**Items from a data source**.
+-------+

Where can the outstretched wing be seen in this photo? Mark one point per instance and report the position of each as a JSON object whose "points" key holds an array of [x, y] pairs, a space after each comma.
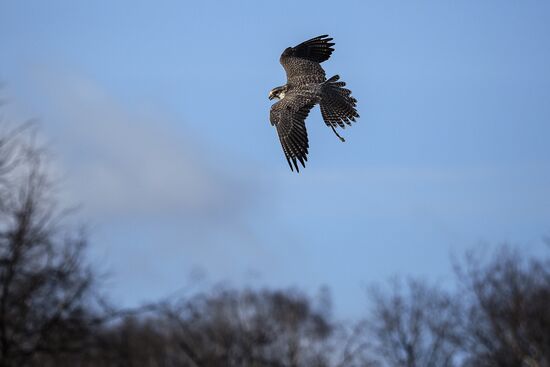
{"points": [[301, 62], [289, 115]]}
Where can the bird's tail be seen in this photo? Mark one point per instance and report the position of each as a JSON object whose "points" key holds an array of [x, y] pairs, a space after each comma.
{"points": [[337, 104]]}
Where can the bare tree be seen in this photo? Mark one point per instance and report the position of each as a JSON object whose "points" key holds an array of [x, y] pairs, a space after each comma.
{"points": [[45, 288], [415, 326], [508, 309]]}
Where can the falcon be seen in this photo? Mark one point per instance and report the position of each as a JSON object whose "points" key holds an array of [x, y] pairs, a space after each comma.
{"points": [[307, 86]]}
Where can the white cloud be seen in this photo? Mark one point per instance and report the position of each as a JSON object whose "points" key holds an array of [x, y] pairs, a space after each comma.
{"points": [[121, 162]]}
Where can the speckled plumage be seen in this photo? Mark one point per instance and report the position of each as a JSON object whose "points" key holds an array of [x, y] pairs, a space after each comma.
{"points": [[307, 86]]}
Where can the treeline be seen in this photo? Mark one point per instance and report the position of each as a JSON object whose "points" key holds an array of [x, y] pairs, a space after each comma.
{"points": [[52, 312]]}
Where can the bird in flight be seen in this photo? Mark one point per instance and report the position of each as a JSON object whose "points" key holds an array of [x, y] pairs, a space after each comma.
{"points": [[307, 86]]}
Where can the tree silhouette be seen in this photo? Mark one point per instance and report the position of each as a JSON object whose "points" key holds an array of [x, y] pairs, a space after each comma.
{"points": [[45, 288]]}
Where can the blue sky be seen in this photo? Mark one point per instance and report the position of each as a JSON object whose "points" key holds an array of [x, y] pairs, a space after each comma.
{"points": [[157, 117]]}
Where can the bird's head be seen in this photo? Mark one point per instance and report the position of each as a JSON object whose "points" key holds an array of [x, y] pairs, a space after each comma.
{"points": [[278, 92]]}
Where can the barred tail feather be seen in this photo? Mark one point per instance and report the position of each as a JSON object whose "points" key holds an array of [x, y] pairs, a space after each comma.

+-------+

**DIRECTIVE**. Restate word for word the lines from the one holding "Where can the white" to the end of the listing, both ends included, and nothing more.

**FINISHED ANSWER**.
Where can the white cloud be seen in this photo? Mark one point per instance and report the position of each as a JSON object whose "points" key holds an array of [x, y] pairs, a space after each comma.
{"points": [[121, 162]]}
Where can the speckled plumage be seen in this photo? Mark one point per instance and report the position of each as a JSON object whose "points" key holds an array of [x, y] pairs, a space after each comma.
{"points": [[307, 86]]}
Where can the treeline be seen in this photo? Mark one point per instance and report the position of each as a JSON object whose "points" key holds an array of [x, y] pairs, a space after each comma.
{"points": [[52, 312]]}
Where can the bird in flight be seen in this photo? Mark one point per instance and report the position of each as a JSON object whose "points" key holds an array of [x, y] pairs, a space after each comma.
{"points": [[307, 86]]}
Where can the tree silhouette be seen in this photo? Mark one point per instance and report the position of each as a JSON object whose "points" key holds an array of [x, y] pairs, a space after each comma.
{"points": [[45, 288]]}
Where can the blue sky be seen in this photo? Mark one point per instance and report the position of each as a JSON object whose "points" key holds an array of [x, y] pairs, a space after each comma.
{"points": [[157, 117]]}
Where can the bird's head be seen in this photo? Mark one point per instance and report the position of each as a JSON object whose "points" key holds an array of [x, y] pairs, a space after each comma.
{"points": [[278, 92]]}
Where can the barred tail feather be seen in this photo? Mark one point per instance and report the position of each as a JSON object whose "points" key holds an array of [x, y] pairs, a space after each comma.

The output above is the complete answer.